-- begin --

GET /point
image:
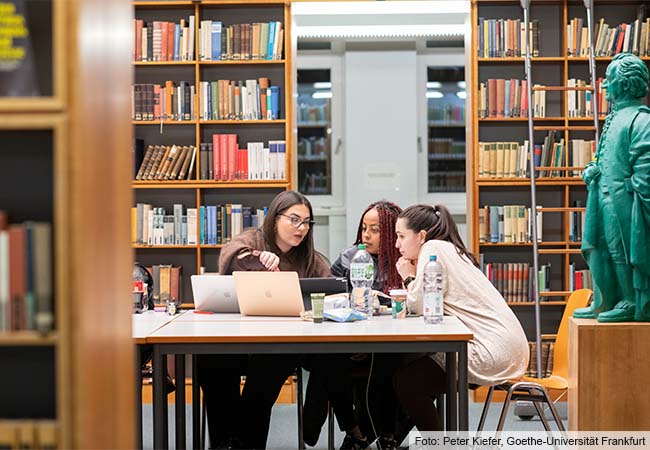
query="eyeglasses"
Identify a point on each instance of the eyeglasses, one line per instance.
(297, 223)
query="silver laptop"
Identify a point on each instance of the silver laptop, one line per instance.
(215, 293)
(268, 293)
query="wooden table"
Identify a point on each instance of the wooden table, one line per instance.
(232, 334)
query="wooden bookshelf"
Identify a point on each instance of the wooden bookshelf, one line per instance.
(197, 192)
(553, 67)
(58, 384)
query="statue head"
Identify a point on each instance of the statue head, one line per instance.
(626, 78)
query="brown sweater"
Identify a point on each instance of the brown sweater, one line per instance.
(242, 253)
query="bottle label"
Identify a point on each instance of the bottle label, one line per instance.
(432, 304)
(361, 271)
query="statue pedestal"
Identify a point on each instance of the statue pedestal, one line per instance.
(609, 376)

-- end --

_Job_:
Recast all the records above as a Markdown table with the columns Row and Line, giving each non-blank line its own numbered row. Leave the pictures out.

_Worked solution_:
| Row | Line |
|---|---|
| 1 | GET /point |
| 2 | image: |
| 3 | query="eyeglasses" |
| 4 | Identify a point on each instance of the eyeglasses, one line per instance. |
| 5 | (297, 223) |
| 6 | query="silver laptop" |
| 7 | Identify a point on each instance of the silver laptop, one line per instance. |
| 8 | (215, 293) |
| 9 | (268, 293) |
| 10 | query="wooden table" |
| 11 | Identify a point on each instance of the wooden table, one line per instance. |
| 12 | (232, 334) |
| 13 | query="wooden bookshelf" |
| 14 | Identify a point on each instance of the wooden bookshelf, one line per instance. |
| 15 | (197, 192) |
| 16 | (553, 67) |
| 17 | (58, 384) |
| 18 | query="statue head" |
| 19 | Identify a point on each instance of the statue head, one line per instance. |
| 20 | (626, 78) |
| 21 | query="brown sweater" |
| 22 | Identify a point on each instance of the brown sweater, one line per instance. |
| 23 | (242, 253) |
| 24 | query="bottle label" |
| 25 | Identify a point on each instance of the bottle label, one line per instance. |
| 26 | (432, 304) |
| 27 | (361, 271) |
| 28 | query="statue pedestal" |
| 29 | Identify a point on each instance of the statue pedestal, one line per instance. |
| 30 | (609, 376) |